The structured framework also helps drug sponsors and other external stakeholders better understand the factors that contribute to the FDA’s decision-making process when evaluating new drugs, including drugs under development. A standard Benefit-Risk Framework will also better ensure that the patient community can continue to engage effectively with the agency, and help us improve how we evaluate benefits and risks from the patient’s perspective.

The Benefit-Risk Framework has been applied in our reviews of novel drugs and biologics over the past few years, and we’re now using it more broadly. We recently had an independent third party conduct an evaluation of the FDA’s implementation of the drug Benefit-Risk Framework. It found that FDA review staff, industry, healthcare providers, and patients and caregivers find the framework to be useful and effective in communicating the reasoning behind the FDA’s decisions.

Incorporating Patient Voice into Benefit-Risk Assessments

The Benefit-Risk Framework recognizes that when FDA reviewers conduct a benefit-risk assessment, they consider not only the submitted evidence related to the benefit and risk and effects reported in clinical studies, but also, importantly, the “clinical context” of the disease. This context encompasses two major considerations: 1) an analysis of the disease condition, including the severity of the condition; and 2) the degree of unmet medical need. As part of this work, the FDA recognizes a need to learn about the clinical context more comprehensively and directly from the perspective of the patients who live with the disease and their caregivers. 

After conducting patient-focused drug development meetings in over 20 disease areas, the FDA concluded that patient input can: 1) inform the clinical context and provide insights to frame the assessment of benefits and risk; and 2) provide a direct source of evidence regarding the benefits and risks, if methodologically-sound data collection tools could be developed and used within clinical studies of an investigational therapy. The FDA is now developing guidance to enable more widespread development of such patient experience data to inform regulatory decision-making, as part of our implementation of PDUFA VI and 21st Century Cures. Other efforts to more systematically incorporate patients’ experiences and perspectives include:

  • Hosting patient-focused drug development public meetings to advance a more systematic way of gathering patients’ perspectives on their conditions and available treatments;
  • Encouraging patient stakeholders and others to conduct their own externally-led, patient-focused drug development meetings;
  • Providing patients, caregivers, advocates and others with more channels to provide meaningful input into drug development and regulatory decision-making, and to more easily access information provided by others; and
  • Launching pilot programs – and advancing policies, in collaboration with the medical community – that help foster the design of clinical trials that place less burden on patients.

EXERCISES:
1. Summarize the passage on the FDA's Benefit-Risk Framework in two sentences.
2. Return the passage on the FDA's Benefit-Risk Framework word for word, from "The Benefit-Risk Framework has" up to and including "the FDA’s decisions.".

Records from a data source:
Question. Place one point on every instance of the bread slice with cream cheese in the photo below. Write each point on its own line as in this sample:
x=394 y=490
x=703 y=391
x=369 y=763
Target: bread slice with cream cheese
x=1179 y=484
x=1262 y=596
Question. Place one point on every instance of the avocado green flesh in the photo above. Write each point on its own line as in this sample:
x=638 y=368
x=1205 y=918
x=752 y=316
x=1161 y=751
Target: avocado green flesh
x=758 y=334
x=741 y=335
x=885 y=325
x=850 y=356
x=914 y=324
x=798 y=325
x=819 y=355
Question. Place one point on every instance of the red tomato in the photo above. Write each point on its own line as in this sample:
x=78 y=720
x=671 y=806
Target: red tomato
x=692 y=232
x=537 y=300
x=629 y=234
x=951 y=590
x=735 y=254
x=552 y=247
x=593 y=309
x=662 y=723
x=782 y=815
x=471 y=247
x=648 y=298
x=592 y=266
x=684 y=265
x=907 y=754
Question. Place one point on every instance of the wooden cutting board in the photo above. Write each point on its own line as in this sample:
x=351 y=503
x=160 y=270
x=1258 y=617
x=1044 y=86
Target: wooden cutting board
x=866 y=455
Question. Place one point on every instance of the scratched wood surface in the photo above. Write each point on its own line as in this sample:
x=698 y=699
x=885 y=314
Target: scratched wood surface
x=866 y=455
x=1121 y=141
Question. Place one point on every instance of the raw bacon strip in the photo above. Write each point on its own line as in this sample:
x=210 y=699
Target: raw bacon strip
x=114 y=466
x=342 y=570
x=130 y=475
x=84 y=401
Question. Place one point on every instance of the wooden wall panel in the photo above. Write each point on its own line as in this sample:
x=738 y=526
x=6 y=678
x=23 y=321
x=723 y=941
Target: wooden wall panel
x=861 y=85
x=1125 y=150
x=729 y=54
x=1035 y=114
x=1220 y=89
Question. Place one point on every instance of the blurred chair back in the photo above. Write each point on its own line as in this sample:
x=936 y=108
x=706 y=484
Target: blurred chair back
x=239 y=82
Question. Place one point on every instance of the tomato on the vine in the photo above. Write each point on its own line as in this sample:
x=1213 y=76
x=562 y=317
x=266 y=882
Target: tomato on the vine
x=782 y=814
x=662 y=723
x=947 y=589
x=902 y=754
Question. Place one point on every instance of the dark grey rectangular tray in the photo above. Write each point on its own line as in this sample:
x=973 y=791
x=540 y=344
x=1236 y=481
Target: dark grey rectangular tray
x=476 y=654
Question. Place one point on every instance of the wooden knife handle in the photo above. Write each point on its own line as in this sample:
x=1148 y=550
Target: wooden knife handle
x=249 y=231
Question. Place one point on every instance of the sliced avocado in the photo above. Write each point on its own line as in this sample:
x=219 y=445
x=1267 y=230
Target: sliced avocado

YOUR RESPONSES:
1. The FDA's Benefit-Risk Framework helps drug sponsors and other stakeholders understand the factors behind the agency's decisions on new drugs, and an independent evaluation found it useful and effective in communicating that reasoning. The framework weighs the clinical context of a disease, and the FDA is working to incorporate patients' perspectives, including by developing guidance on patient experience data and hosting patient-focused drug development meetings.

2.
The Benefit-Risk Framework has been applied in our reviews of novel drugs and biologics over the past few years, and we’re now using it more broadly. We recently had an independent third party conduct an evaluation of the FDA’s implementation of the drug Benefit-Risk Framework. It found that FDA review staff, industry, healthcare providers, and patients and caregivers find the framework to be useful and effective in communicating the reasoning behind the FDA’s decisions.